┌──
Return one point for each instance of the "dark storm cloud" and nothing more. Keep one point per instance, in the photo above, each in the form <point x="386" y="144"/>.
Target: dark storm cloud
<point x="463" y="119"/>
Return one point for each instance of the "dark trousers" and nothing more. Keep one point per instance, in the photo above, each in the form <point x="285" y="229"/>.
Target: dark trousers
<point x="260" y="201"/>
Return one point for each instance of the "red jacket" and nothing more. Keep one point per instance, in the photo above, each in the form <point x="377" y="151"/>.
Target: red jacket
└──
┌──
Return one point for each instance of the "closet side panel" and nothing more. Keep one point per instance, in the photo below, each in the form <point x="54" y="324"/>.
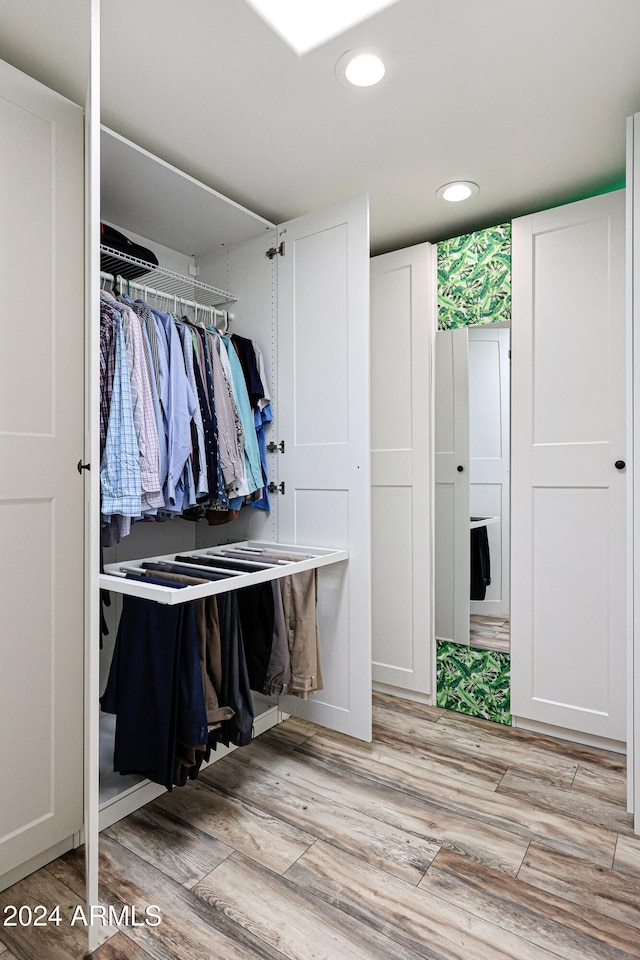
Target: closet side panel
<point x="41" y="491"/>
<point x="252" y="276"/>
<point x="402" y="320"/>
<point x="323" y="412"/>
└──
┌──
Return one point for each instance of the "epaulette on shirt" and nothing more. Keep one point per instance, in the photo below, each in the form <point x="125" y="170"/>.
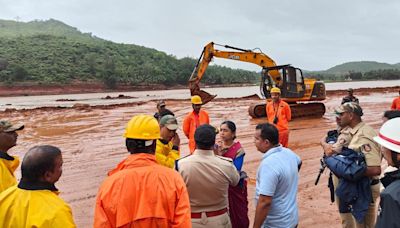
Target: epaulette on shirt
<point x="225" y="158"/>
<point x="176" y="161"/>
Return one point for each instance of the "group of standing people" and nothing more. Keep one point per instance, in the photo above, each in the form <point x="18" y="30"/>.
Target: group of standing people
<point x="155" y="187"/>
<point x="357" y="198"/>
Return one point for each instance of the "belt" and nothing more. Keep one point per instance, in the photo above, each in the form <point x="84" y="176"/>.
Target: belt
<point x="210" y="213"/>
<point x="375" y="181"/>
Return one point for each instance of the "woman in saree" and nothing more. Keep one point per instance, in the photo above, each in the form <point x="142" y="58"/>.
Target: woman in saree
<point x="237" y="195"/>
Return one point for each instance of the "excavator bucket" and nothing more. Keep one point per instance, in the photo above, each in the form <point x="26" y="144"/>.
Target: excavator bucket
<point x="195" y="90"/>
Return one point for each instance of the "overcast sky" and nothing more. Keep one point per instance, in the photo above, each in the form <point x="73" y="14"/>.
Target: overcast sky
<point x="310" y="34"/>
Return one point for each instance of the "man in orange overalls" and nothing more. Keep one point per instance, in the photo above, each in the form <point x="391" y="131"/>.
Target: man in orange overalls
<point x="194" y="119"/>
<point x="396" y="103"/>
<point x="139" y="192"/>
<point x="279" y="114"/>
└──
WORK ITEM: Your answer should consist of each line above in which "jacket" appears.

WRITTEN ANSWER:
Return one point for each instance of the "red jacket" and nothing more. Keep one point per instance, in the photo above, each in the form <point x="377" y="151"/>.
Target: red jacket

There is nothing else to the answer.